Records provided
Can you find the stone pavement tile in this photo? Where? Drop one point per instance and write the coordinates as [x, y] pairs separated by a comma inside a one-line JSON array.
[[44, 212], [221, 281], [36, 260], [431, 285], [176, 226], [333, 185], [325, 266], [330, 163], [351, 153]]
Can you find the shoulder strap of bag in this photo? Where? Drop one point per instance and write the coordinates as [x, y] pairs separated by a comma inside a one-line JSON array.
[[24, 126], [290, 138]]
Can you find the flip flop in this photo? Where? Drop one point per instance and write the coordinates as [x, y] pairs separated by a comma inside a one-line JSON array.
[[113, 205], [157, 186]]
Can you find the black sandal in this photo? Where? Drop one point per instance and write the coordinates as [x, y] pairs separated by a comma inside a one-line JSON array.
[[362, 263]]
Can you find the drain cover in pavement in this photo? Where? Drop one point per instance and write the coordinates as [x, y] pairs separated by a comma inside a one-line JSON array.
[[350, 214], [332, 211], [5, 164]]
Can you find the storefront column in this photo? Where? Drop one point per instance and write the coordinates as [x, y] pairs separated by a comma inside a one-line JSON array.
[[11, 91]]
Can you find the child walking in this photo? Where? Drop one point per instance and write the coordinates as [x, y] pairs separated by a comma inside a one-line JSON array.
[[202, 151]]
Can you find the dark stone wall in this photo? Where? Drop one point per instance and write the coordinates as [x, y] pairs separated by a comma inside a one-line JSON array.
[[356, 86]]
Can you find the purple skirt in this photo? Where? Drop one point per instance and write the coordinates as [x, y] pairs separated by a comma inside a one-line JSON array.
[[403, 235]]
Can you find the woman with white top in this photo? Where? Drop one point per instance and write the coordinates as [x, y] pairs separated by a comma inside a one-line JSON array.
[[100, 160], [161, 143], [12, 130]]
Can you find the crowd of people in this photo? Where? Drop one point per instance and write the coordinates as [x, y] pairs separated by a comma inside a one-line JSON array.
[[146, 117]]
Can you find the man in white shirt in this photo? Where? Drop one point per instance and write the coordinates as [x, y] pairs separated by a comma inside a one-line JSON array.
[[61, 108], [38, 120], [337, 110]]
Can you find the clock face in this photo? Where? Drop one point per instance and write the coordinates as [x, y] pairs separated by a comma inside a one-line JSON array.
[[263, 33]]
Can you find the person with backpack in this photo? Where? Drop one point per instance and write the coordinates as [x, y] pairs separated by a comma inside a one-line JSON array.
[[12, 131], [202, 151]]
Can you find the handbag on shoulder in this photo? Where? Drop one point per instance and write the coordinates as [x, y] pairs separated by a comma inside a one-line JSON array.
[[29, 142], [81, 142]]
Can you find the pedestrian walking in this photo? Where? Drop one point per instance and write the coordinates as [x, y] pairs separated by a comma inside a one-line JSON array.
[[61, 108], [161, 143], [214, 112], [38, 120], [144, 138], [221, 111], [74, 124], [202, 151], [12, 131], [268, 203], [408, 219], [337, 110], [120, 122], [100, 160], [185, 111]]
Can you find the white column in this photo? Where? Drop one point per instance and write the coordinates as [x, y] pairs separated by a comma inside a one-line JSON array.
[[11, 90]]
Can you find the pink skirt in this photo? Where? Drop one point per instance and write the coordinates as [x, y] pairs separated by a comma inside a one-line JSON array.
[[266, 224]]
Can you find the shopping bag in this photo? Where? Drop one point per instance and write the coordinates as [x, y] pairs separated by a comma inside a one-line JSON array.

Exercise objective
Your task is to repeat the data exactly; please include every line.

Response
Can you find the stone pavement tile in this photo? Where? Drop one point per instance and write the coordinates as [x, y] pairs separated by a comma inside a one-line JSON array.
[[44, 212], [221, 281], [36, 260], [431, 285], [176, 226], [333, 185], [325, 266], [330, 163], [351, 153]]
Can you find the shoulder strap of bag in this photo? Where? Drop one point per instance and write the coordinates as [x, y] pairs separated by a comma inside a one-line JSON array.
[[24, 126], [290, 138]]
Can you find the flip flop in this photo? Where? Drop one point per instance and write the coordinates as [x, y] pairs separated by a comma inside a one-line JSON array.
[[113, 205], [157, 186]]
Can you find the black sandal in this photo? Where? Drop one point per instance and write the coordinates as [x, y] pairs separated by a comma inside a one-line JSON array.
[[362, 263]]
Can you find the drain cover in pavement in this photo? Where? Drop one point per instance and write the coordinates as [x, y] pairs separated by a comma inside a one-line JSON array.
[[350, 214], [332, 211], [5, 164]]
Can you find the storefront column in this photo? Where? Drop one point per instance and write the coordinates as [x, y] pairs separated by a comma inside a one-line JSON array.
[[11, 91]]
Can you find the child walking in this photo? Where? Drop one point per instance and write the coordinates as [x, y] pairs separated by a comma inside a one-line JSON array.
[[202, 151]]
Can you find the dark stone wall in this photo? Where? Drop one point per instance and write the coordinates as [x, y] pairs separated by a comma inside a one-line JSON array.
[[356, 86]]
Can you find the purple skirt in this photo? Where? Drop one point per instance and write the coordinates as [x, y] pairs separated by a comma inside a one-line JSON array.
[[403, 235]]
Can you find the woman with white top in this photo? Where? Drop one point per instance and write the coordinates as [x, y] pairs separated by a comma inside a one-line JSON array.
[[100, 160], [161, 143], [12, 130]]
Can you find the crowd of people in this photo? Where? Drop one point per instance and write the coordinates as [x, y] pairs separated by a comma inside a one-line JSON array.
[[146, 117]]
Can you find the man in white shirt in this photo? Where? Drop one point per instance and write the coordinates as [x, y] pairs separated by a comma inside a one-line JSON array.
[[61, 108], [38, 120], [337, 110]]
Can you find the clock face in this photo? Where? Drop one point per instance and write the coordinates as [x, y] pairs separated by a comma inside a one-line JSON array.
[[263, 33]]
Can you find the person with backpack in this photo? Where? Drop one point per instance and write the coordinates as [x, y] pairs separated by a comma inside a one-line JSON array.
[[12, 131], [202, 151]]
Can you find the handbag on shoulder in this photo? Where? Drop one point per instance and write the coordinates as [x, y] pairs separated by a comma inside a one-line JSON array.
[[29, 142], [81, 142]]
Can you find the pedestrian walking in this photo? Where? Drop one point per instance and write the coordinates as [x, y] pairs separated by a comma inside a one-line JSON array.
[[61, 108], [161, 143], [214, 112], [38, 120], [144, 138], [221, 111], [74, 124], [202, 151], [12, 131], [268, 203], [408, 219], [337, 110], [120, 122], [100, 160], [185, 111]]
Can you find the white column in this photo? Where? Drop one point per instance and write the coordinates as [x, y] pairs separated by a comma inside a one-line JSON array.
[[11, 90]]
Can you find the pink skirt in this photo? Where? Drop one point per instance and write the coordinates as [x, y] pairs separated by a comma inside a one-line JSON array.
[[266, 224]]
Can you find the shopping bag in this photo? Where? Drop one point per instance and write the coordinates as [x, y] pairs separated by a comma inside a one-line JSON array.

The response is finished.